*** Material to process Section Begins ***

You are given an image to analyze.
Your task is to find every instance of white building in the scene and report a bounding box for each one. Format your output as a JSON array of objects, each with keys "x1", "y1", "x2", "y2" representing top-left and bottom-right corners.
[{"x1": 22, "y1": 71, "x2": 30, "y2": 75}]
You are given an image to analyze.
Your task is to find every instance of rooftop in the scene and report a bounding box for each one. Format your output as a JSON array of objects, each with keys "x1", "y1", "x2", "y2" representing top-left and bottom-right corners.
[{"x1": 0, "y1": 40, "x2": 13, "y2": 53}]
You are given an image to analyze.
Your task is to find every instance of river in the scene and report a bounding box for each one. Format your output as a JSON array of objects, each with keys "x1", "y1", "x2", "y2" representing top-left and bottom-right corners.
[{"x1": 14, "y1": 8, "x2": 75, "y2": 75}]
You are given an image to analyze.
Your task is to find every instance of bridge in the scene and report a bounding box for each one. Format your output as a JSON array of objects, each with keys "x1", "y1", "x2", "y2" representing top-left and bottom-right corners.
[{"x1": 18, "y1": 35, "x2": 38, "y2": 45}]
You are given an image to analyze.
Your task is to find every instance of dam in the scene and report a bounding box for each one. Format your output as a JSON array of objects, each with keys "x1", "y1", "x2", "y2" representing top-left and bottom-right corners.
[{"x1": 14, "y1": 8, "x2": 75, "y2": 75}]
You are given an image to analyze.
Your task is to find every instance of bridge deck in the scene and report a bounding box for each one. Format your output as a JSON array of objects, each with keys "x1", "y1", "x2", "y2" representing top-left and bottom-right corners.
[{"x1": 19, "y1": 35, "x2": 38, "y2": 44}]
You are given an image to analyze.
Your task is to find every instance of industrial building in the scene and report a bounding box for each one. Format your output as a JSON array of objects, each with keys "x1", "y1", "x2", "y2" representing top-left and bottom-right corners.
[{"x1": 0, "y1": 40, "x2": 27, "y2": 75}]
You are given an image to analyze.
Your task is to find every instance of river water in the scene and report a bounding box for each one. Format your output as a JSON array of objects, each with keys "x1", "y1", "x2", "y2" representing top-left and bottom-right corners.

*** Material to process Section Ends ***

* **What to do**
Transcribe the data above in full, exactly as it appears.

* **Result**
You are given an image to analyze.
Your task is to find every instance of white building in the scene and report a bounding box for each one. Format your output as a JSON array of objects, each with keys "x1", "y1", "x2", "y2" representing top-left and bottom-right corners.
[{"x1": 22, "y1": 71, "x2": 30, "y2": 75}]
You are given an image to analyze.
Your task is to find every instance of rooftop in the scene and report a bounding box for each one. Format your output as a JSON array of objects, each with keys "x1", "y1", "x2", "y2" representing top-left and bottom-right corners.
[{"x1": 0, "y1": 40, "x2": 13, "y2": 53}]
You are given an image to analyze.
Your task is to find every instance of river in the scene and report a bounding box for each one. Format your output as a JSON array of objects, each with keys "x1", "y1", "x2", "y2" representing top-left and bottom-right corners.
[{"x1": 14, "y1": 8, "x2": 75, "y2": 75}]
You are given an image to analyze.
Your task is to find every instance of bridge in the scene and report a bounding box for each one. Format your output as a JSON array of objects, each with keys "x1", "y1", "x2", "y2" representing top-left and bottom-right corners.
[{"x1": 18, "y1": 35, "x2": 38, "y2": 45}]
You are given an image to analyze.
Your task is to find every instance of dam in the scene and report a bounding box for each one. Format your output as a JSON array of objects, each with keys "x1", "y1", "x2", "y2" representing top-left and bottom-right corners.
[{"x1": 14, "y1": 8, "x2": 75, "y2": 75}]
You are given an image to analyze.
Your task is to find every instance of bridge deck in the scene and report a bounding box for each one. Format your output as a JSON array of objects, each with keys "x1", "y1", "x2", "y2" representing top-left and bottom-right corners.
[{"x1": 19, "y1": 35, "x2": 38, "y2": 44}]
You are given an image to analyze.
Your task is to find every instance of industrial building in the scene and report a bounding box for each one. Format your output as a JSON array of objects, each with keys "x1", "y1", "x2", "y2" representing top-left and bottom-right corners.
[{"x1": 0, "y1": 40, "x2": 27, "y2": 75}]
You are given an image to analyze.
Your task is to find every instance of river water in the scene and report a bounding box for each one. Format your output as a JSON array of objects, each with keys "x1", "y1", "x2", "y2" representing top-left and bottom-right corners.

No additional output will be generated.